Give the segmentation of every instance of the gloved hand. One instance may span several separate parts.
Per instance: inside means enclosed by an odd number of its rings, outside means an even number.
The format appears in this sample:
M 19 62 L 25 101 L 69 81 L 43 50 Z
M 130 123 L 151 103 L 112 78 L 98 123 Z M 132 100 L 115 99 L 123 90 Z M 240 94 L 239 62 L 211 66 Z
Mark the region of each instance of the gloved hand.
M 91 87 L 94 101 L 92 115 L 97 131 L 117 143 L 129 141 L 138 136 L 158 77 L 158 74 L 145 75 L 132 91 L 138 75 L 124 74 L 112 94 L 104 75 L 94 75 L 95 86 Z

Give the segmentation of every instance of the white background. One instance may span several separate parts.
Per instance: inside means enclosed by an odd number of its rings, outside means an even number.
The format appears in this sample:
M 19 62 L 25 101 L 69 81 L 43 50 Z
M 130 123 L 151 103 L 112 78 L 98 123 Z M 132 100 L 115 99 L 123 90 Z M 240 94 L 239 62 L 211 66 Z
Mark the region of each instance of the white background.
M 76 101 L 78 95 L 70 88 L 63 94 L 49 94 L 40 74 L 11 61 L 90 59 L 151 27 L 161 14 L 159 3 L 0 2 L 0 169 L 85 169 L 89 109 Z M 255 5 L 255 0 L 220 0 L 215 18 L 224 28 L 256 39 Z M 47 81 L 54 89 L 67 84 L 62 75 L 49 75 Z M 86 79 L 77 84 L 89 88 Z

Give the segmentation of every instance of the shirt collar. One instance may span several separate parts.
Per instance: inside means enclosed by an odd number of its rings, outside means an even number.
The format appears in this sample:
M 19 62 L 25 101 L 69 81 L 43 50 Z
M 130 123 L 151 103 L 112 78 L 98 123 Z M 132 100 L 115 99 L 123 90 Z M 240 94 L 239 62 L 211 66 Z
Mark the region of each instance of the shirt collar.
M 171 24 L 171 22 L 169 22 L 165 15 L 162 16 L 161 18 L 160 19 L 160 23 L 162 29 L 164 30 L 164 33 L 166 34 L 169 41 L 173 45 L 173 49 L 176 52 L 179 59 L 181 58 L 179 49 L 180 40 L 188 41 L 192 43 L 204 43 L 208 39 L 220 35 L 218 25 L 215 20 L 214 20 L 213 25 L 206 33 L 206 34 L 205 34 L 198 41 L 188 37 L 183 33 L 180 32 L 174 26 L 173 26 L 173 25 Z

━━━━━━━━━━

Reproduce all of the items above, switching every occurrence of "separate" to "distinct" and leaving everything else as it is.

→ **TASK RESPONSE**:
Give the segmentation of every instance of the gloved hand. One instance may span several distinct parts.
Per instance: inside means enclosed by an odd number of its rings, outside means an even number.
The format appears in this sample:
M 19 62 L 25 101 L 69 81 L 43 50 Z
M 130 123 L 151 103 L 112 78 L 98 123 Z M 132 100 L 115 99 L 123 90 Z M 240 94 L 239 62 L 211 66 Z
Mark the region of each instance of the gloved hand.
M 91 87 L 94 101 L 92 115 L 97 131 L 117 143 L 129 141 L 138 136 L 158 77 L 158 74 L 145 75 L 132 91 L 138 75 L 124 74 L 112 94 L 104 75 L 94 75 L 95 86 Z

Give the segmentation of every instance of the white background. One instance may span several distinct parts.
Per instance: inside means enclosed by an odd number of its rings, outside means an even number.
The format appears in this sample:
M 19 62 L 25 101 L 69 81 L 43 50 Z
M 130 123 L 151 103 L 112 78 L 98 123 Z M 132 100 L 115 99 L 123 90 Z M 240 94 L 239 62 L 211 66 Z
Mark the region of each instance of the white background.
M 76 101 L 78 95 L 70 88 L 63 94 L 49 94 L 40 74 L 11 61 L 90 59 L 151 27 L 161 14 L 159 3 L 0 2 L 0 169 L 85 169 L 89 109 Z M 255 5 L 255 0 L 220 0 L 215 18 L 224 28 L 256 39 Z M 47 81 L 54 89 L 67 84 L 62 75 L 49 75 Z M 86 79 L 77 84 L 89 88 Z

Give the segmentation of every instance of the shirt collar. One instance may span several distinct parts.
Per instance: inside means enclosed by an odd number of its rings, outside means an even number.
The format appears in this sample:
M 19 62 L 25 101 L 69 81 L 43 50 Z
M 130 123 L 151 103 L 112 78 L 98 123 Z M 132 100 L 115 99 L 123 90 Z M 240 94 L 239 62 L 211 66 Z
Mark the region of each instance of the shirt collar.
M 171 24 L 171 22 L 169 22 L 165 15 L 162 16 L 161 18 L 160 19 L 160 23 L 162 29 L 164 30 L 164 33 L 166 34 L 169 41 L 173 45 L 173 49 L 176 52 L 179 59 L 181 58 L 179 49 L 180 40 L 188 41 L 192 43 L 204 43 L 208 39 L 220 35 L 218 25 L 215 20 L 214 20 L 213 25 L 206 33 L 206 34 L 205 34 L 198 41 L 188 37 L 183 33 L 180 32 L 174 26 L 173 26 L 173 25 Z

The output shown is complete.